● **Requirement**: Print the line containing "For practice, label the chair seat" and all lines after it to the end of the records below, exactly as written. No pictures.

== == ==

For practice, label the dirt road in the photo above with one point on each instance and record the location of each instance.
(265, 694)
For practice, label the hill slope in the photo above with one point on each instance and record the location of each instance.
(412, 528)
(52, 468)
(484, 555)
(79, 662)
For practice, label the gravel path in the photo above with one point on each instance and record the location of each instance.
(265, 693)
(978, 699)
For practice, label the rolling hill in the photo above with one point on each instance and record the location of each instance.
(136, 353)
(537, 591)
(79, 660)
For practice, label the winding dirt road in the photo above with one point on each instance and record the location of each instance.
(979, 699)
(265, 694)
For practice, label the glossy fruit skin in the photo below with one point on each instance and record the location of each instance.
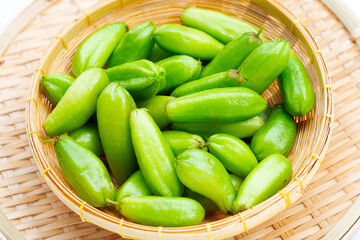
(96, 49)
(216, 105)
(179, 70)
(236, 181)
(276, 136)
(78, 104)
(203, 173)
(296, 90)
(265, 64)
(209, 205)
(162, 211)
(266, 113)
(88, 136)
(179, 39)
(241, 129)
(154, 155)
(230, 78)
(142, 79)
(55, 85)
(268, 177)
(233, 153)
(135, 45)
(156, 108)
(221, 26)
(182, 141)
(233, 54)
(158, 54)
(134, 186)
(113, 109)
(85, 172)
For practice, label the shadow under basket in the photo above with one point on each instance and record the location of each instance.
(313, 129)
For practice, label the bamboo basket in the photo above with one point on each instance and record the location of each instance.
(311, 142)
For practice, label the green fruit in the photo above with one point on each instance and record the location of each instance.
(55, 86)
(162, 211)
(88, 136)
(276, 136)
(85, 172)
(221, 26)
(113, 109)
(179, 70)
(233, 54)
(209, 205)
(154, 155)
(264, 65)
(96, 49)
(216, 105)
(296, 90)
(182, 141)
(134, 186)
(230, 78)
(236, 181)
(158, 54)
(156, 108)
(268, 177)
(135, 45)
(78, 104)
(241, 129)
(233, 153)
(203, 173)
(178, 39)
(142, 79)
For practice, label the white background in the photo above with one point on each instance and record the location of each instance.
(10, 9)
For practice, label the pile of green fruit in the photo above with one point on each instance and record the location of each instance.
(173, 177)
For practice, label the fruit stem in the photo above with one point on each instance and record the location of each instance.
(260, 30)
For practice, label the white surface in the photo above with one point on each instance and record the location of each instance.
(10, 9)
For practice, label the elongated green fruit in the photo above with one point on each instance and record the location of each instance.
(143, 79)
(296, 90)
(230, 78)
(233, 54)
(134, 186)
(85, 172)
(203, 173)
(268, 177)
(154, 155)
(55, 85)
(113, 110)
(158, 54)
(242, 129)
(265, 64)
(162, 211)
(221, 26)
(178, 39)
(179, 69)
(233, 153)
(95, 50)
(156, 108)
(78, 103)
(236, 181)
(216, 105)
(88, 136)
(182, 141)
(266, 113)
(209, 205)
(277, 135)
(135, 45)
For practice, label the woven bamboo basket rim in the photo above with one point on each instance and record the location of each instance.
(241, 222)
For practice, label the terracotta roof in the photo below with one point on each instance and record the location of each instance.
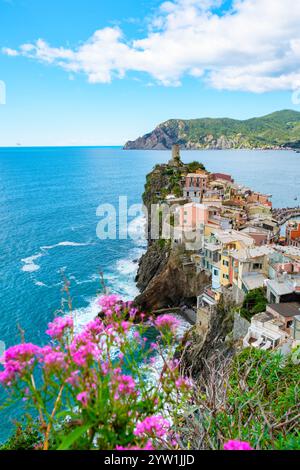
(290, 309)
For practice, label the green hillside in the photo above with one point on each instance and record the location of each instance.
(279, 129)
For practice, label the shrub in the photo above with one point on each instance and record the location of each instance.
(88, 389)
(254, 399)
(254, 302)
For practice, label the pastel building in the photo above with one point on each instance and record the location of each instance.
(195, 186)
(273, 328)
(192, 215)
(293, 234)
(249, 270)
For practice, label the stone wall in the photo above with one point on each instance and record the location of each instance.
(240, 327)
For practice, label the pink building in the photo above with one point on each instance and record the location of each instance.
(195, 186)
(192, 215)
(222, 177)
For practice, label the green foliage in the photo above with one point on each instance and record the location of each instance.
(256, 400)
(263, 399)
(254, 302)
(24, 438)
(277, 129)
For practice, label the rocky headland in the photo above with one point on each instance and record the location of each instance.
(280, 130)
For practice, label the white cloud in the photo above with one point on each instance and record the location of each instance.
(253, 47)
(10, 52)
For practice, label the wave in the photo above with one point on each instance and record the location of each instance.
(67, 243)
(137, 230)
(29, 263)
(40, 284)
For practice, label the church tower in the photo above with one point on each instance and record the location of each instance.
(175, 161)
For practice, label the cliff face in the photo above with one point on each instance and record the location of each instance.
(207, 345)
(277, 130)
(163, 279)
(167, 282)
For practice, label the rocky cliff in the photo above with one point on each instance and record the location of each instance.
(163, 277)
(276, 130)
(165, 281)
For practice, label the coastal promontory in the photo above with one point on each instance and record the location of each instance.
(279, 130)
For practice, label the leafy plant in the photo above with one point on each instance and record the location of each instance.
(90, 391)
(254, 302)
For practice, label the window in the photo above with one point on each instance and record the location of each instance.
(257, 265)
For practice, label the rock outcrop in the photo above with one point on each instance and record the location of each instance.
(165, 281)
(274, 131)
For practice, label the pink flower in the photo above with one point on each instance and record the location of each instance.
(53, 359)
(156, 426)
(237, 445)
(148, 446)
(108, 302)
(167, 322)
(73, 379)
(183, 383)
(83, 398)
(125, 384)
(17, 360)
(57, 328)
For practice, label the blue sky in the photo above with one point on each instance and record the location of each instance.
(105, 72)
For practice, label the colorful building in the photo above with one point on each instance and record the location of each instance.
(293, 234)
(195, 185)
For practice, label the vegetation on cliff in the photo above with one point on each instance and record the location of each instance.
(93, 389)
(256, 397)
(255, 302)
(279, 129)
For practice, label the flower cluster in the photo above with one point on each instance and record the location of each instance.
(153, 426)
(237, 445)
(167, 323)
(96, 380)
(57, 328)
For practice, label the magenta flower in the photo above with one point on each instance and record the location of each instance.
(237, 445)
(184, 383)
(57, 328)
(148, 446)
(125, 384)
(155, 426)
(53, 359)
(83, 398)
(17, 360)
(167, 322)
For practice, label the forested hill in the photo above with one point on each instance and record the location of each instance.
(277, 130)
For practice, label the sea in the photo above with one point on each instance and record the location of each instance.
(49, 214)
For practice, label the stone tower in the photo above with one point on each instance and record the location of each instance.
(175, 161)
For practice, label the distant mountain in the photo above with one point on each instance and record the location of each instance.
(277, 130)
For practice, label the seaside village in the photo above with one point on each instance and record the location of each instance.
(239, 244)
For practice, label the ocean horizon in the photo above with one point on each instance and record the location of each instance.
(48, 202)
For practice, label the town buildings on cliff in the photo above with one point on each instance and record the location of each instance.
(238, 245)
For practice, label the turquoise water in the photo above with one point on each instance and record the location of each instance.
(48, 202)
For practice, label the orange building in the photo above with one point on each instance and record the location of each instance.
(293, 234)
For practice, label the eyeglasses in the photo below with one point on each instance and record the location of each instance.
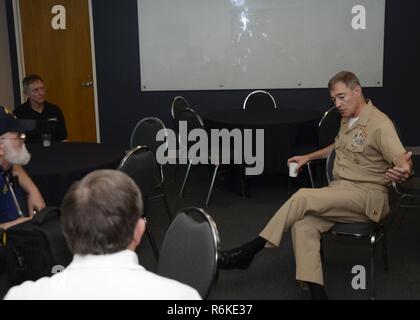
(20, 136)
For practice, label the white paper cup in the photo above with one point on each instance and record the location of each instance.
(46, 139)
(292, 169)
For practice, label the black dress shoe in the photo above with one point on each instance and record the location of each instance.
(235, 259)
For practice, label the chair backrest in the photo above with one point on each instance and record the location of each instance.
(260, 100)
(329, 166)
(328, 127)
(190, 250)
(140, 164)
(178, 105)
(144, 133)
(194, 121)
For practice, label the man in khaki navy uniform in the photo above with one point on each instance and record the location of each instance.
(369, 155)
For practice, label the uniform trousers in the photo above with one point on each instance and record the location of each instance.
(311, 212)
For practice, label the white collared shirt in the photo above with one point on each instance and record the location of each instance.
(105, 277)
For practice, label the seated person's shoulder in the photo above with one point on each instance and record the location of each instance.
(21, 110)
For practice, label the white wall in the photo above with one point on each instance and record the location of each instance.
(6, 83)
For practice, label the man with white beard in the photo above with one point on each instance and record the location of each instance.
(13, 155)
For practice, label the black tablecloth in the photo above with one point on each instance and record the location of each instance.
(55, 168)
(283, 130)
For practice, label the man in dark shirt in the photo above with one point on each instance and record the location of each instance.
(49, 118)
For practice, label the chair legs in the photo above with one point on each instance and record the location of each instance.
(216, 168)
(372, 267)
(385, 253)
(311, 177)
(181, 193)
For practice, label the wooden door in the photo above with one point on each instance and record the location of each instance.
(63, 58)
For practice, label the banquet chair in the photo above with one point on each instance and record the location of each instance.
(374, 232)
(328, 128)
(178, 105)
(145, 132)
(141, 165)
(190, 250)
(259, 100)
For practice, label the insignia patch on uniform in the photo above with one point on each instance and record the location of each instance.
(360, 136)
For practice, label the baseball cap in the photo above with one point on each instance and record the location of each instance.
(9, 123)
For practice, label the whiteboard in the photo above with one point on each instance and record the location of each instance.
(251, 44)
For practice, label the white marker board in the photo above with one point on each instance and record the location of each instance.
(251, 44)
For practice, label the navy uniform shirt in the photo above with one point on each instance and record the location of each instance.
(8, 210)
(50, 120)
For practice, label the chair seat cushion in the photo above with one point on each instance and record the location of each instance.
(354, 229)
(411, 186)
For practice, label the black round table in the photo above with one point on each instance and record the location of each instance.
(283, 130)
(53, 169)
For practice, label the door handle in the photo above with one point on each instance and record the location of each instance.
(87, 84)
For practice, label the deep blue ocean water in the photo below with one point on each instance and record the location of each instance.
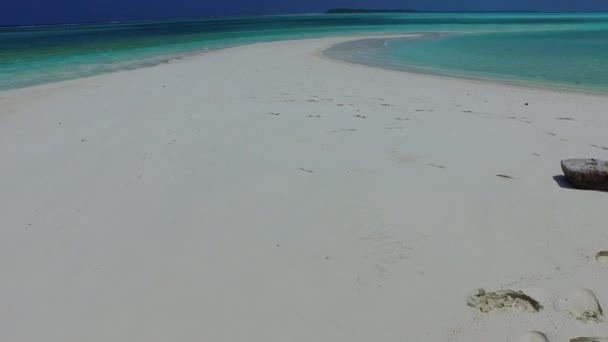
(568, 50)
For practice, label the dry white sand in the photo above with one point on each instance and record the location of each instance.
(169, 204)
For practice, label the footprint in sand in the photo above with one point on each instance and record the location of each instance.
(437, 166)
(602, 257)
(582, 305)
(505, 300)
(534, 336)
(603, 148)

== == ==

● **Answer section**:
For practice, label the chair seat cushion in the photo above with one point on each instance and record the location of each instance.
(354, 229)
(411, 186)
For practice, label the black round table in the photo above with one point on each instance and record the location of each instance.
(283, 130)
(53, 169)
For practice, label the door handle in the photo above with one point on each instance and record the location of each instance.
(87, 84)
For practice, label the deep blue ocean water in the photo below with one point on each instance and record the location of each instance.
(568, 50)
For practice, label the dry white sand in the photo above with one point on each instance and record the location of each instance.
(169, 204)
For practice, label the footprint in sand in the photo above with one point on each instance and record the location of each instance.
(437, 166)
(602, 257)
(582, 305)
(505, 300)
(534, 336)
(603, 148)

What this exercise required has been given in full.